▶ _WHAT THE TASK ASKS_
Quote word for word the lines of the listing below, from the line containing "Mark every instance of the arched" through the last line of the listing.

▶ _SUPPLIED RECORDS_
— START —

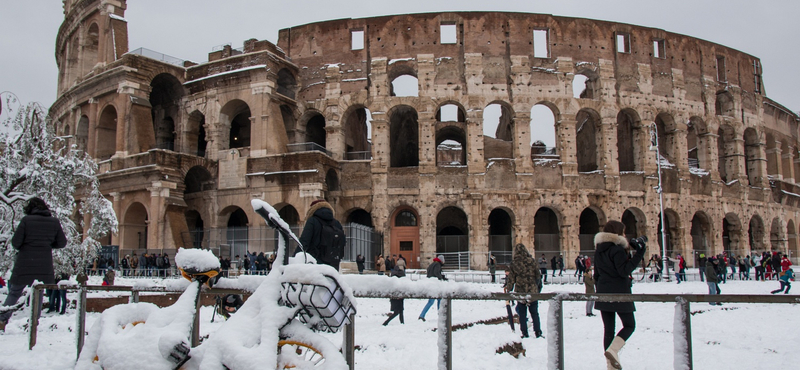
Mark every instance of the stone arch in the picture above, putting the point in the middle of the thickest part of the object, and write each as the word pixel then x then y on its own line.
pixel 629 147
pixel 404 136
pixel 166 92
pixel 752 156
pixel 451 145
pixel 756 233
pixel 701 234
pixel 777 236
pixel 791 233
pixel 332 180
pixel 451 111
pixel 589 224
pixel 724 104
pixel 452 232
pixel 501 235
pixel 106 137
pixel 543 130
pixel 196 227
pixel 197 179
pixel 357 127
pixel 672 228
pixel 546 231
pixel 635 222
pixel 82 133
pixel 667 140
pixel 403 80
pixel 133 229
pixel 287 83
pixel 726 152
pixel 196 134
pixel 587 137
pixel 315 129
pixel 585 84
pixel 235 121
pixel 732 234
pixel 359 216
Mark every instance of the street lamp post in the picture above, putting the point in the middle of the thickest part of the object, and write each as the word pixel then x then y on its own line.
pixel 654 145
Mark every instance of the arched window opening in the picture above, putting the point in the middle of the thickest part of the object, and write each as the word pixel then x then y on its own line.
pixel 629 151
pixel 82 133
pixel 196 234
pixel 724 104
pixel 404 133
pixel 197 179
pixel 452 234
pixel 501 236
pixel 546 229
pixel 358 138
pixel 165 95
pixel 498 131
pixel 588 124
pixel 196 137
pixel 451 145
pixel 405 218
pixel 450 113
pixel 752 155
pixel 332 180
pixel 665 125
pixel 106 144
pixel 543 132
pixel 589 226
pixel 361 217
pixel 756 232
pixel 405 85
pixel 91 43
pixel 287 85
pixel 700 232
pixel 133 229
pixel 236 233
pixel 777 238
pixel 315 132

— END —

▶ _OUTPUT FOR THIS EXERCISE_
Mark every instance of the arched window opening in the picture above, putting the point in the middle of the thickest part of the object, and write each as the word pixel then x then y on its own line.
pixel 629 151
pixel 82 133
pixel 196 234
pixel 724 104
pixel 404 133
pixel 197 179
pixel 452 234
pixel 501 236
pixel 546 229
pixel 358 138
pixel 165 95
pixel 498 131
pixel 588 124
pixel 196 137
pixel 451 145
pixel 405 218
pixel 450 113
pixel 752 155
pixel 332 180
pixel 665 125
pixel 106 144
pixel 543 132
pixel 589 226
pixel 361 217
pixel 756 232
pixel 405 85
pixel 91 43
pixel 287 85
pixel 700 232
pixel 133 229
pixel 236 233
pixel 777 238
pixel 315 132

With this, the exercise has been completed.